(Saved entries)
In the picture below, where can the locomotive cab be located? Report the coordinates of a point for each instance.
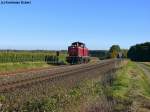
(77, 53)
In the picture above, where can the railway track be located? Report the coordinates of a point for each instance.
(57, 73)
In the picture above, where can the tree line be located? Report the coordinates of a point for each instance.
(140, 52)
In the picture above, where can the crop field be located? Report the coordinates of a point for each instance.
(108, 86)
(21, 61)
(55, 94)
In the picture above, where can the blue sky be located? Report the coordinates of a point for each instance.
(54, 24)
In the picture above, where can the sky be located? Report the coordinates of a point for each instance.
(55, 24)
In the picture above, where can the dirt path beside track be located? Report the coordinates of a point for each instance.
(145, 68)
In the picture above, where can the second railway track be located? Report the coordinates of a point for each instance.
(52, 75)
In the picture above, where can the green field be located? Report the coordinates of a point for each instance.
(131, 88)
(18, 61)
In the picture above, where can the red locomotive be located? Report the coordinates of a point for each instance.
(78, 53)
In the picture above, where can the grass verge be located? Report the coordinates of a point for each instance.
(130, 89)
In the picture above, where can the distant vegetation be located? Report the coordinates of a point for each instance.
(140, 52)
(113, 52)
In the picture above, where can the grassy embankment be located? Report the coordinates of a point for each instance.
(19, 66)
(130, 89)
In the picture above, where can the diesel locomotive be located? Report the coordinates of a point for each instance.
(78, 53)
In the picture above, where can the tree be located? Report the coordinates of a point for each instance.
(140, 52)
(114, 51)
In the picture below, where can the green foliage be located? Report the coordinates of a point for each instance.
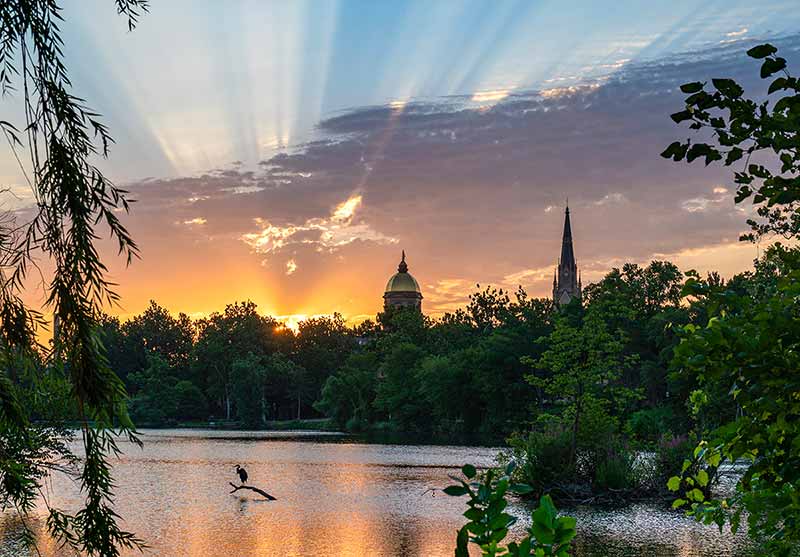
(488, 523)
(749, 348)
(348, 395)
(743, 127)
(248, 390)
(62, 136)
(544, 458)
(580, 370)
(648, 425)
(744, 351)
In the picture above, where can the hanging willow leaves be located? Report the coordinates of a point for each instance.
(60, 138)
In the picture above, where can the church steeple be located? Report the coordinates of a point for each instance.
(567, 283)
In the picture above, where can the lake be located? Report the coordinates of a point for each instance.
(335, 497)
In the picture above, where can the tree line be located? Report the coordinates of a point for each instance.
(491, 368)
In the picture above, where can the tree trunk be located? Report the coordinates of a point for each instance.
(575, 426)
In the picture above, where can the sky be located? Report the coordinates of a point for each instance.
(286, 152)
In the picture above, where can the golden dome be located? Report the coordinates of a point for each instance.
(402, 281)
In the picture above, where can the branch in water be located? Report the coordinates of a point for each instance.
(259, 491)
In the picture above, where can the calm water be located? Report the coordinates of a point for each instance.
(335, 497)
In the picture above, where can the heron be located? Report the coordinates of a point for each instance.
(242, 473)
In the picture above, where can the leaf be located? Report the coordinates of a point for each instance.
(777, 85)
(510, 467)
(771, 66)
(728, 87)
(696, 495)
(455, 490)
(521, 489)
(462, 543)
(761, 51)
(469, 471)
(679, 117)
(674, 483)
(692, 87)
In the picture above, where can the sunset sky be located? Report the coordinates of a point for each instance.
(285, 152)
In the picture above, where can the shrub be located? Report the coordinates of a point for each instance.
(617, 471)
(670, 455)
(544, 457)
(648, 425)
(548, 536)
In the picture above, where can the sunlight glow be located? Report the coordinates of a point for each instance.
(490, 96)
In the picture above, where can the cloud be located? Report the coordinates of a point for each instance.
(473, 192)
(328, 234)
(197, 221)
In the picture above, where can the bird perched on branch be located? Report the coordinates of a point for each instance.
(242, 473)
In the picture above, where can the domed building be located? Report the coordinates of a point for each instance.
(402, 290)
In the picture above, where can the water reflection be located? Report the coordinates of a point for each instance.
(336, 497)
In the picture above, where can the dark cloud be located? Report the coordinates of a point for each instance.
(474, 191)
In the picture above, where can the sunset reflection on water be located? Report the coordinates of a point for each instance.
(335, 497)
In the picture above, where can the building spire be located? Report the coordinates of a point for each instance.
(403, 267)
(568, 282)
(567, 253)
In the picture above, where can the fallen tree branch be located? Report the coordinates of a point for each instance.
(251, 488)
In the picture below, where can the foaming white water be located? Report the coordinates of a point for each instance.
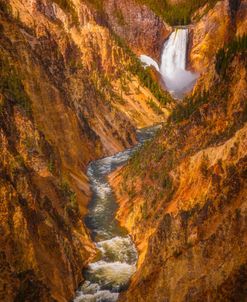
(118, 256)
(110, 275)
(173, 64)
(147, 61)
(90, 292)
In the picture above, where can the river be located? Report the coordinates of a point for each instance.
(110, 274)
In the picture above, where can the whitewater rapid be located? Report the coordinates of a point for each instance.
(172, 68)
(108, 276)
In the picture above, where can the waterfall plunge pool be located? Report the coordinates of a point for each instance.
(107, 277)
(172, 69)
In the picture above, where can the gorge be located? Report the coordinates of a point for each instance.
(173, 64)
(123, 150)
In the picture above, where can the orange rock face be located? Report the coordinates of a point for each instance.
(183, 196)
(67, 97)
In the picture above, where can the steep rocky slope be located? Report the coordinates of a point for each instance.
(187, 188)
(67, 96)
(144, 31)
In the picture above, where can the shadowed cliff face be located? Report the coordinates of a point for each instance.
(187, 190)
(67, 96)
(138, 26)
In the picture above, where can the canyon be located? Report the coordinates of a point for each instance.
(73, 94)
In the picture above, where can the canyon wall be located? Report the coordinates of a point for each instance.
(67, 96)
(183, 196)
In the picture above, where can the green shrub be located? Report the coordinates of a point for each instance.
(11, 86)
(154, 107)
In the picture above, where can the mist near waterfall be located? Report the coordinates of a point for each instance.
(178, 80)
(172, 69)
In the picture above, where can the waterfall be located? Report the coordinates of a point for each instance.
(173, 64)
(147, 61)
(172, 69)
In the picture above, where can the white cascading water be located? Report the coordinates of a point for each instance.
(107, 277)
(173, 71)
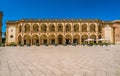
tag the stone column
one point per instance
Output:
(80, 40)
(47, 28)
(88, 38)
(88, 28)
(56, 29)
(96, 29)
(31, 28)
(72, 28)
(39, 41)
(97, 39)
(39, 28)
(63, 27)
(72, 40)
(31, 41)
(48, 42)
(56, 40)
(23, 28)
(80, 29)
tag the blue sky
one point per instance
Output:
(18, 9)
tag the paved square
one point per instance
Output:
(60, 61)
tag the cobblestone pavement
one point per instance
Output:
(60, 61)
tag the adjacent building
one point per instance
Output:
(1, 14)
(61, 31)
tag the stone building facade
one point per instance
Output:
(1, 14)
(61, 31)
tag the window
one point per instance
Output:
(11, 36)
(11, 30)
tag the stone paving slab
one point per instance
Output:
(60, 61)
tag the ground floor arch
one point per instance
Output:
(19, 40)
(60, 39)
(68, 39)
(27, 40)
(43, 39)
(84, 38)
(35, 40)
(93, 37)
(52, 39)
(76, 39)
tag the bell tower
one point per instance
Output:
(1, 14)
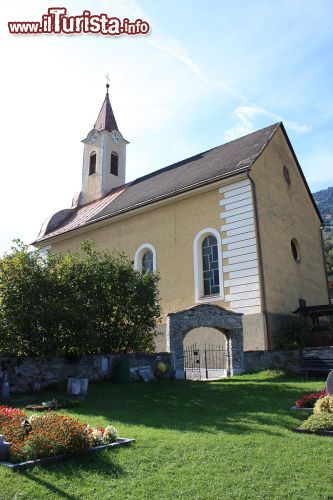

Exercise brief:
Repeat every line above precisely; pictures do not belong in the copy.

Problem solution:
In the picture below, where can the locomotive cab be located? Report the coordinates of a point for each instance.
(77, 53)
In the picture above, where can the railway track be located? Report the coordinates of a point for each instance.
(57, 73)
In the picture above, where can the tree line be located? Report the coordinates of a point for each instance.
(140, 52)
In the picture above, where can the crop field be located? Report the coordinates of a point for each instance.
(108, 86)
(21, 61)
(55, 94)
In the picture above, where can the blue sky be located? Report the coordinates of a point for each instance.
(54, 24)
In the picture above, where can the sky be located? Report the coordinates of a point for each instance.
(55, 24)
In the picture above, where can the dirt path beside track be located? Report the coordinates of a point for each instance.
(145, 68)
In the picture above, where can the second railway track be located? Report the coordinates of a point for each instance.
(52, 75)
In the picture above, where can the green field be located? Report the coordinates of a point for each instance.
(131, 88)
(18, 61)
In the picture above, where can the red locomotive be located? Report the coordinates of a point for each instance.
(78, 53)
In the picture above, where can the grass verge be located? Report the coordinates of a point for each instance.
(130, 89)
In the picture above, where can the distant vegetation be located? Report the coordinates of a point for each instance.
(140, 52)
(113, 52)
In the picture above, where can the grassy embankment be located? Report the coordinates of a point for each instance.
(19, 66)
(130, 89)
In the picture above, where can the diesel locomotive be located? Report the coordinates of a point for each instance.
(78, 53)
In the picture above, where can the tree be located? Report the coordinates of a point for each instance.
(140, 52)
(114, 51)
In the picture below, where can the green foliage be located? Report the coordinates of a point for each instance.
(488, 523)
(749, 348)
(348, 395)
(743, 127)
(248, 390)
(62, 136)
(544, 458)
(580, 370)
(648, 425)
(744, 351)
In the picture above, where can the hanging willow leaves be located? Report the coordinates of a point for each instance.
(60, 138)
In the picture above, where can the church steeple be located? Report the coordinates of a point for each instance.
(567, 283)
In the picture above, where can the lake be located? Report the coordinates of a point for each instance.
(335, 497)
In the picture above, where can the tree line be located? Report the coordinates of a point for each instance.
(491, 368)
In the picture above, where can the tree trunk be located? Report the coordinates of a point for each instance.
(575, 426)
In the picture above, where can the sky be located? Report the coordinates of a point for each instance.
(286, 152)
In the picture above, where can the golden dome be located? Report the coordinates of a point for each instance.
(402, 281)
In the picture above, where can the branch in water be located? Report the coordinates of a point for each instance.
(259, 491)
In the picture above, where can the calm water be located? Report the coordinates of a point for each instance.
(335, 497)
In the picture above, where can the heron be located? Report the coordinates of a point for each instance.
(242, 473)
In the picture above, where can the leaf be located? Report the coordinates of a point for each instance.
(777, 85)
(510, 467)
(771, 66)
(728, 87)
(696, 495)
(455, 490)
(521, 489)
(462, 543)
(761, 51)
(469, 471)
(679, 117)
(674, 483)
(692, 87)
In the picture above, where can the sunset sky be located? Report the coordinates of a point for each instance.
(285, 152)
In the picture above, where can the shrub be located? Report the coordinates of a point for each instance.
(617, 471)
(670, 455)
(544, 457)
(648, 425)
(548, 536)
In the picture above, where can the sunlight glow be located? Report the coordinates of a point for each instance.
(490, 96)
In the picture above, where can the cloud be located? Report the coordinates of a point for each instance.
(473, 192)
(328, 234)
(197, 221)
In the picture above, where can the bird perched on branch be located? Report the coordinates of a point for each instance.
(242, 473)
In the picture above, where can the domed building be located? Report the coordinates of a point for each instance.
(402, 290)
In the picture above, where can the water reflection be located? Report the coordinates of a point for each instance.
(336, 497)
In the picture above, where can the dark cloud be located? Report the coordinates of a point for each instance.
(474, 191)
In the picture above, where can the sunset reflection on water be located? Report the coordinates of a point for each instance.
(335, 497)
In the picture above, where can the building spire be located? Report the coordinates of a point for each instance.
(403, 267)
(568, 282)
(567, 253)
In the picture above, where can the fallen tree branch be located? Report the coordinates of a point for each instance.
(251, 488)
In the picture below, where can the foaming white water be located? Report the coordinates of a point for each instance.
(118, 256)
(110, 275)
(173, 64)
(147, 61)
(90, 292)
In the picture above, where can the river be located? Report the coordinates of a point for each instance.
(110, 274)
In the picture above, where can the whitewater rapid be located? Report the coordinates of a point for each instance.
(172, 68)
(108, 276)
In the picture above, where can the waterfall plunge pool be located? Report the coordinates of a point for each instance.
(107, 277)
(172, 69)
In the picture above, where can the gorge be located? Report the coordinates of a point for each instance.
(173, 64)
(123, 150)
In the picture above, where can the orange rock face be located? Report the coordinates of a point for each instance.
(183, 196)
(67, 97)
In the picture above, where can the steep rocky slope be located? Report the coordinates of a point for each instance.
(187, 188)
(67, 96)
(144, 31)
In the picture above, where can the shadowed cliff face be located? Report the coordinates of a point for each instance.
(187, 190)
(67, 96)
(138, 26)
In the picture above, where can the canyon be located? Report the coordinates of a point for each instance.
(73, 94)
In the picture above, where can the canyon wall be located? Report the coordinates of a point for each instance.
(67, 96)
(183, 196)
In the picture above, where can the green shrub be located? Report the coordinates of a point for each instance.
(11, 86)
(154, 107)
In the picture above, where can the mist near waterfall be located? Report the coordinates of a point for each instance.
(178, 80)
(172, 69)
In the picture above, where can the waterfall be located? Report the coordinates of a point for each instance.
(173, 64)
(147, 61)
(172, 69)
In the picture above, where can the white cascading water be located? Report the coordinates of a point for each instance.
(107, 277)
(173, 71)
tag the stone column
one point per instance
Output:
(80, 40)
(47, 28)
(88, 38)
(88, 28)
(56, 29)
(96, 29)
(31, 28)
(72, 28)
(39, 41)
(97, 39)
(39, 28)
(63, 27)
(72, 40)
(31, 41)
(48, 42)
(56, 40)
(23, 28)
(80, 29)
tag the blue sky
one point per instance
Output:
(18, 9)
tag the paved square
one point per instance
Output:
(60, 61)
tag the cobblestone pavement
one point per instance
Output:
(60, 61)
tag the adjacent building
one point per instance
Output:
(1, 14)
(61, 31)
tag the stone building facade
one point per instance
Output:
(1, 14)
(61, 31)
tag the window
one point per instance
Output:
(11, 36)
(11, 30)
tag the stone paving slab
one point per instance
Output:
(60, 61)
tag the ground floor arch
one point per instance
Output:
(19, 40)
(60, 39)
(68, 39)
(27, 40)
(43, 39)
(84, 38)
(35, 40)
(93, 37)
(52, 39)
(76, 39)
tag the bell tower
one point per instance
Output:
(1, 14)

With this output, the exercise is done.